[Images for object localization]
[Start of Attachment]

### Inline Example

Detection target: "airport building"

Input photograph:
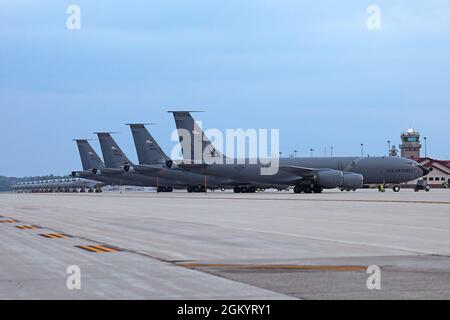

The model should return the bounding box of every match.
[400,129,450,188]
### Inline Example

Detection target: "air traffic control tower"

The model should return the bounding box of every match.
[400,129,421,159]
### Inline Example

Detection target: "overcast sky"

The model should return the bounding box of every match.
[1,0,449,177]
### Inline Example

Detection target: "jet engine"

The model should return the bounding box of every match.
[341,172,364,190]
[314,170,344,189]
[165,160,173,168]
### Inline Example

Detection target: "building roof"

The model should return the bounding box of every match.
[418,158,450,175]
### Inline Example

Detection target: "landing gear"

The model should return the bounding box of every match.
[187,185,207,193]
[293,186,302,194]
[293,185,318,194]
[393,186,401,193]
[157,186,174,193]
[233,185,257,193]
[312,185,323,194]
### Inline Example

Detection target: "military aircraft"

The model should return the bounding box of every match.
[71,139,140,187]
[169,111,430,193]
[124,124,235,192]
[94,132,186,192]
[13,178,101,193]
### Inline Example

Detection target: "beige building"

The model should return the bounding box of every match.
[398,129,449,188]
[416,158,450,188]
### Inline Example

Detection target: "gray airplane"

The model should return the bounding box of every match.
[13,178,101,193]
[94,132,187,192]
[169,111,430,193]
[124,124,235,192]
[71,139,139,187]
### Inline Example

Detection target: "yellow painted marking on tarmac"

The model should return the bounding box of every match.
[94,245,118,253]
[0,219,18,223]
[15,225,37,230]
[40,234,57,239]
[77,245,104,253]
[51,233,67,239]
[179,263,368,272]
[40,233,67,239]
[77,245,118,253]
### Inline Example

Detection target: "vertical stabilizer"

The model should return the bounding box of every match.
[127,124,170,165]
[75,139,105,170]
[95,133,133,168]
[169,111,223,164]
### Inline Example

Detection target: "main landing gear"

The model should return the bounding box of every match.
[187,185,207,193]
[157,186,173,193]
[233,186,257,193]
[293,185,323,194]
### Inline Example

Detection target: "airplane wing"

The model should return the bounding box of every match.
[279,165,317,177]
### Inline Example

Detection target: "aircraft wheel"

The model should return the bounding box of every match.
[187,186,194,193]
[304,186,313,194]
[393,186,401,193]
[313,186,323,193]
[241,186,248,193]
[293,186,302,194]
[166,187,173,192]
[233,186,241,193]
[248,186,256,193]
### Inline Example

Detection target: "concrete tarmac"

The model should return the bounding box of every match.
[1,189,450,299]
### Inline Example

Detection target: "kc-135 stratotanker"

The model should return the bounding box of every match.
[71,111,430,193]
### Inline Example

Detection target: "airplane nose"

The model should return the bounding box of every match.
[418,165,431,177]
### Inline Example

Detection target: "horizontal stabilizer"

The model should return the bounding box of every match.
[132,164,163,172]
[178,163,210,170]
[98,168,124,175]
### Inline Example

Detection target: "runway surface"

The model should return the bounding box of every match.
[1,189,450,299]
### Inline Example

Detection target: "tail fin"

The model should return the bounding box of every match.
[75,139,104,170]
[127,124,170,165]
[95,133,133,168]
[169,111,223,164]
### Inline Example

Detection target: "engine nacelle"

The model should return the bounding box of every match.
[314,170,344,189]
[341,172,364,190]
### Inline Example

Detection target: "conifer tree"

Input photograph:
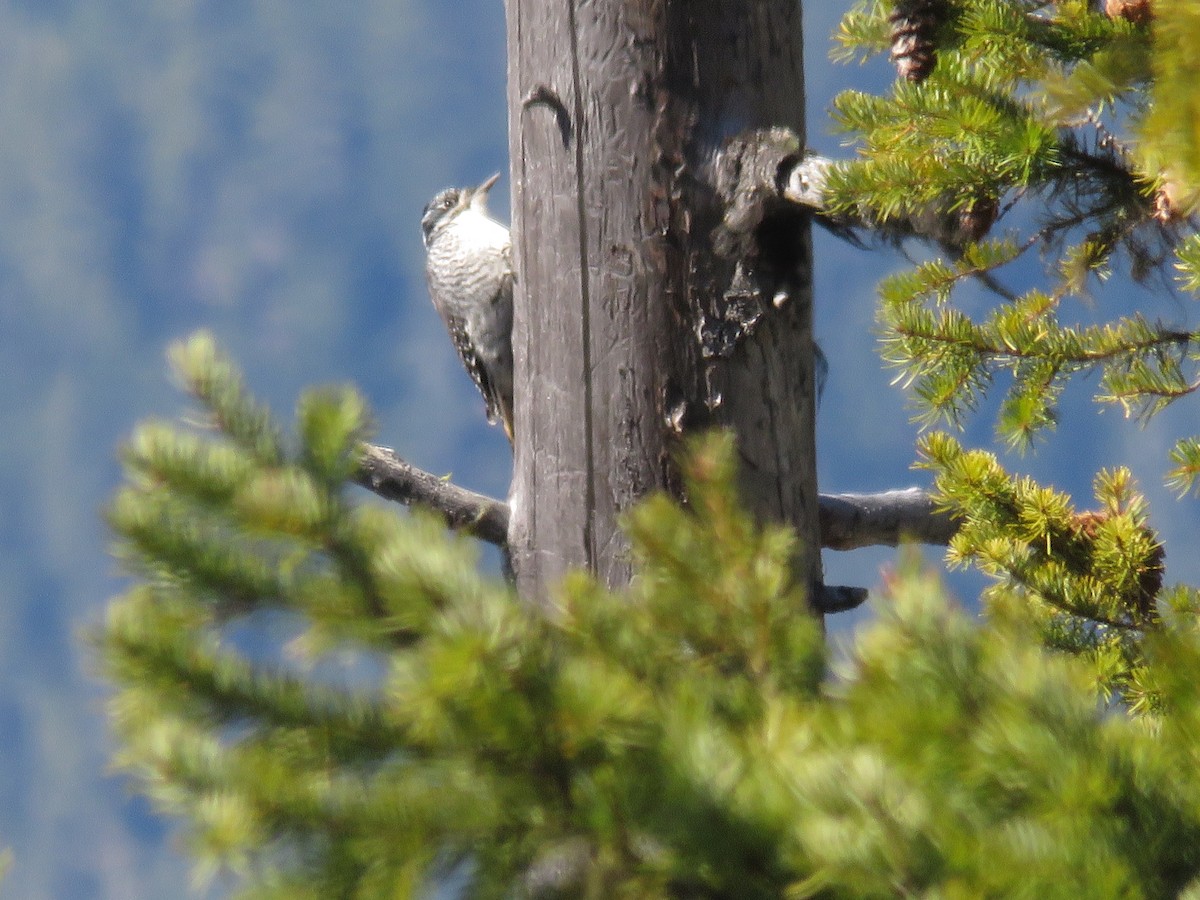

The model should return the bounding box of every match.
[816,0,1198,704]
[100,1,1200,896]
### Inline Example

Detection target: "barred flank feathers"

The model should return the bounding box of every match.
[889,0,948,83]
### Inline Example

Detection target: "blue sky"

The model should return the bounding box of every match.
[0,2,1195,896]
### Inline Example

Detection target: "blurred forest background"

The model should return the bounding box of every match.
[1,1,1196,896]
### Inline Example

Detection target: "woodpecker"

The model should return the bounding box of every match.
[421,173,515,442]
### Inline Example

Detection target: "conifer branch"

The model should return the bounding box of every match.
[892,319,1195,366]
[355,443,956,552]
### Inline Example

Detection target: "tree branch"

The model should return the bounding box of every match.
[818,487,958,550]
[354,444,510,546]
[354,444,956,552]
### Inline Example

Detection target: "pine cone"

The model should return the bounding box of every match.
[1153,188,1179,224]
[889,0,948,83]
[956,195,999,245]
[1152,175,1194,224]
[1104,0,1153,25]
[912,193,998,253]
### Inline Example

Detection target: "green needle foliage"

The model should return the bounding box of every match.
[827,1,1200,637]
[831,0,1200,473]
[918,430,1167,710]
[103,335,1200,897]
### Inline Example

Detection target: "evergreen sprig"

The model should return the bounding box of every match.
[1167,437,1200,498]
[917,430,1166,704]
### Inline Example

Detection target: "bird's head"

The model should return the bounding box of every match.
[421,173,501,246]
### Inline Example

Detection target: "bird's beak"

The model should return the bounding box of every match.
[476,172,501,196]
[469,172,501,210]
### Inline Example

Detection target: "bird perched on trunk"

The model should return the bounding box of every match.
[421,173,515,442]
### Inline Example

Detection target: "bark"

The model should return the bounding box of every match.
[355,444,509,546]
[505,1,817,610]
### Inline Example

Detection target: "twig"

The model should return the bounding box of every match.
[354,444,509,546]
[355,444,956,552]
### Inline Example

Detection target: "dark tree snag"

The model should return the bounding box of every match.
[355,444,509,546]
[505,1,818,610]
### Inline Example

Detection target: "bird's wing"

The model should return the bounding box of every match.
[444,310,513,443]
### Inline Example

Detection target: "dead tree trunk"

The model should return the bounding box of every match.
[505,0,820,612]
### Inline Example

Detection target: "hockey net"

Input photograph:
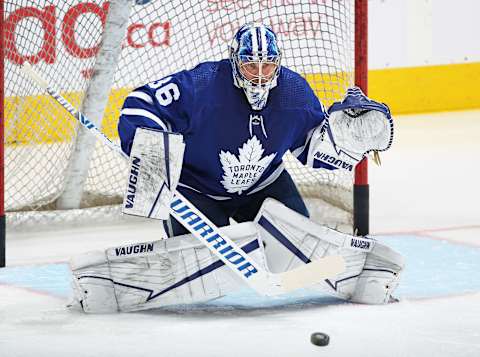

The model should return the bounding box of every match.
[3,0,360,231]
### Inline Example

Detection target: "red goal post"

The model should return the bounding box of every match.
[1,0,4,267]
[1,0,369,266]
[354,0,369,236]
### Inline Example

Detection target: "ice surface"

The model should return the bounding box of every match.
[1,111,480,357]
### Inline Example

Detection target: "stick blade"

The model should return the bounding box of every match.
[20,63,49,90]
[279,255,345,293]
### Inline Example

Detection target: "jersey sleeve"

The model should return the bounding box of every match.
[290,88,337,170]
[118,70,194,155]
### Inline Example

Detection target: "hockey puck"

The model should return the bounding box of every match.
[310,332,330,346]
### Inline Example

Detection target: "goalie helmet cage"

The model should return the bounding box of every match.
[0,0,369,265]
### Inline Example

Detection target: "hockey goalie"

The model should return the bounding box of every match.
[69,23,404,313]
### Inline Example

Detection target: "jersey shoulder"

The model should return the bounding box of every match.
[185,59,230,91]
[155,60,227,99]
[273,66,320,110]
[183,59,237,109]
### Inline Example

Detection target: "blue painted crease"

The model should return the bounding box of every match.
[1,235,480,306]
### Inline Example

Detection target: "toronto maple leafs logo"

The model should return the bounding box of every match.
[219,136,276,194]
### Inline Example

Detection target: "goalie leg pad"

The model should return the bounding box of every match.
[70,251,119,313]
[70,222,267,313]
[349,241,404,304]
[254,198,404,304]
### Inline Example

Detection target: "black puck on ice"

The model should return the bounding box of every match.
[310,332,330,346]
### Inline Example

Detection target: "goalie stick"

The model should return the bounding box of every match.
[20,63,345,296]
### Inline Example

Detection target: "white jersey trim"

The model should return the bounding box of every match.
[291,126,317,159]
[127,91,154,105]
[177,160,289,200]
[177,183,232,201]
[121,108,168,131]
[247,162,285,195]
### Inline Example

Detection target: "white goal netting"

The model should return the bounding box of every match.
[4,0,357,230]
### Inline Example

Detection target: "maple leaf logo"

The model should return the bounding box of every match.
[219,136,276,194]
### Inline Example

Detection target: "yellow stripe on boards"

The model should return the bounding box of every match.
[304,72,353,108]
[5,62,479,145]
[5,92,81,144]
[369,62,480,114]
[5,88,130,145]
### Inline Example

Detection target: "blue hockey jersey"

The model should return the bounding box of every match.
[118,59,330,200]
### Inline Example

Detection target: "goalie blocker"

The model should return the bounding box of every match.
[70,199,404,313]
[123,128,185,220]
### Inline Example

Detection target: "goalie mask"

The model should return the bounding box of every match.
[230,23,281,111]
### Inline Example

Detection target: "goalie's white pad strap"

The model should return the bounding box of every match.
[254,198,404,304]
[122,128,184,220]
[69,222,266,313]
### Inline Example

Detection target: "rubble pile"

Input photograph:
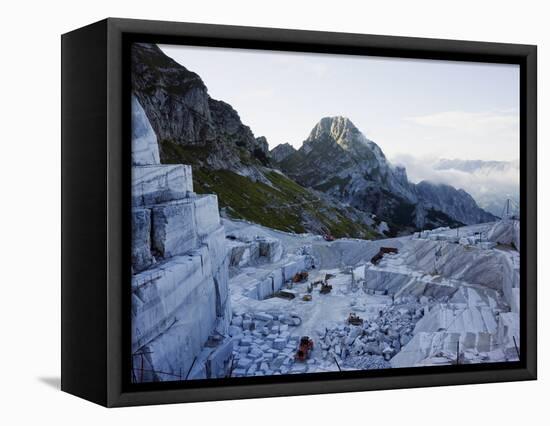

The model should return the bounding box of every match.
[316,299,425,366]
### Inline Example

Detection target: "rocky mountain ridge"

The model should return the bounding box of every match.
[274,117,497,233]
[131,43,270,183]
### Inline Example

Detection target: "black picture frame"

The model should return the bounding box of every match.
[61,17,537,407]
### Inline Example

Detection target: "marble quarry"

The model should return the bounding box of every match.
[130,94,521,380]
[223,219,520,377]
[366,224,521,368]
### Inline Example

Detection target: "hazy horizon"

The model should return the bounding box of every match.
[159,44,520,163]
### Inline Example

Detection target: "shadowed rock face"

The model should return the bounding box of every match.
[131,43,269,175]
[416,181,497,225]
[275,116,496,232]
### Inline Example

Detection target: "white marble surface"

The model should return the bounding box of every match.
[152,199,197,258]
[131,95,160,166]
[132,164,193,206]
[193,194,221,235]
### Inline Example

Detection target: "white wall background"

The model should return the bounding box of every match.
[0,0,546,424]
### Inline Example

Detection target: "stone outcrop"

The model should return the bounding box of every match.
[131,96,232,382]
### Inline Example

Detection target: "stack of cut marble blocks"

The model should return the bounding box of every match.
[131,160,233,380]
[229,312,315,377]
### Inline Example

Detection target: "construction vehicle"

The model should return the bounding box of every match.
[347,312,364,326]
[319,282,332,294]
[317,272,334,294]
[370,247,399,265]
[295,336,314,361]
[292,271,309,283]
[272,290,296,300]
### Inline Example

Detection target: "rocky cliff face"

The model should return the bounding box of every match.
[131,43,269,181]
[131,96,233,382]
[275,116,496,233]
[415,181,496,226]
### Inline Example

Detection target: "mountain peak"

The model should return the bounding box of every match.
[308,116,359,143]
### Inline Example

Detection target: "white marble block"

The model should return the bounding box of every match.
[200,225,227,273]
[193,194,221,235]
[132,164,193,207]
[258,237,283,263]
[152,200,197,258]
[488,219,520,250]
[270,268,284,293]
[131,208,154,273]
[131,95,160,166]
[132,247,214,350]
[207,337,234,378]
[282,256,306,282]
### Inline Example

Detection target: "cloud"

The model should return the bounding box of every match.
[391,153,519,216]
[401,110,519,161]
[406,110,518,133]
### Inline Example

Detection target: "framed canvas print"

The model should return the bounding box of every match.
[61,18,537,407]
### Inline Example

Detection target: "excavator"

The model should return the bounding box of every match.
[370,247,398,265]
[317,272,334,294]
[347,312,364,326]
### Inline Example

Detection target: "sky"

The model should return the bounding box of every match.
[159,44,520,163]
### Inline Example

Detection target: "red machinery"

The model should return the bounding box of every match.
[370,247,399,265]
[295,336,314,361]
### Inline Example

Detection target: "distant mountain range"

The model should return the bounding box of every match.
[423,158,519,217]
[132,42,497,238]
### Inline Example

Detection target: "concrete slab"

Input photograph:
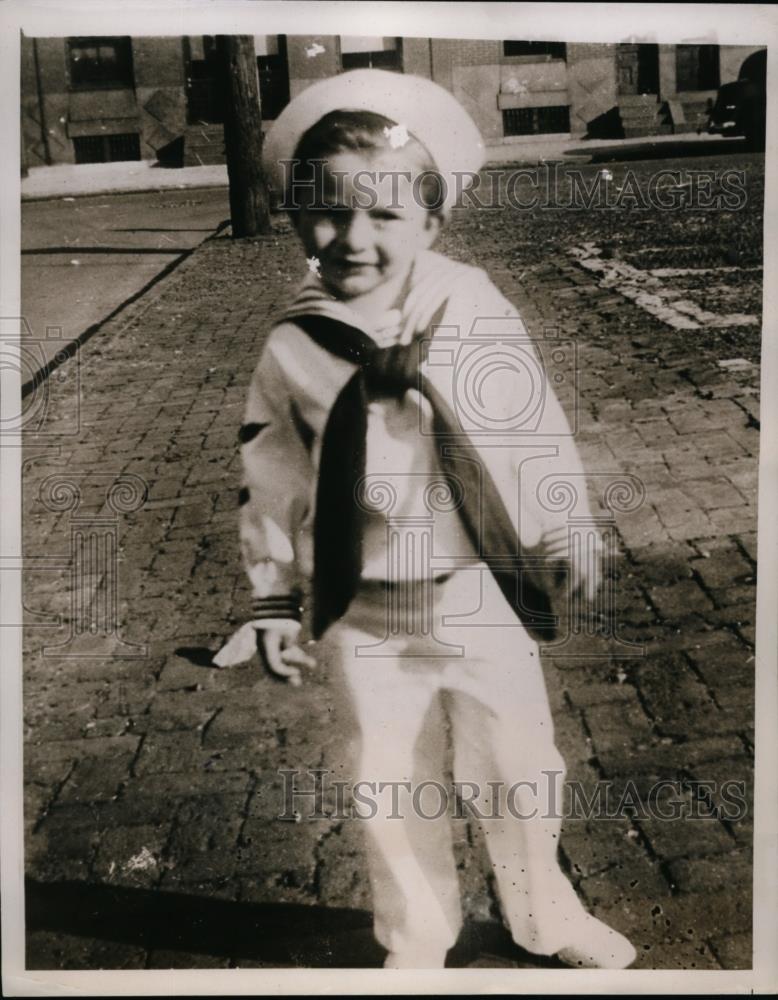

[End of Attachment]

Check each line above for "rocky" and return the ones that have it.

RESPONSE:
Detection target: "rocky mountain ridge"
Detection target: "rocky cliff face"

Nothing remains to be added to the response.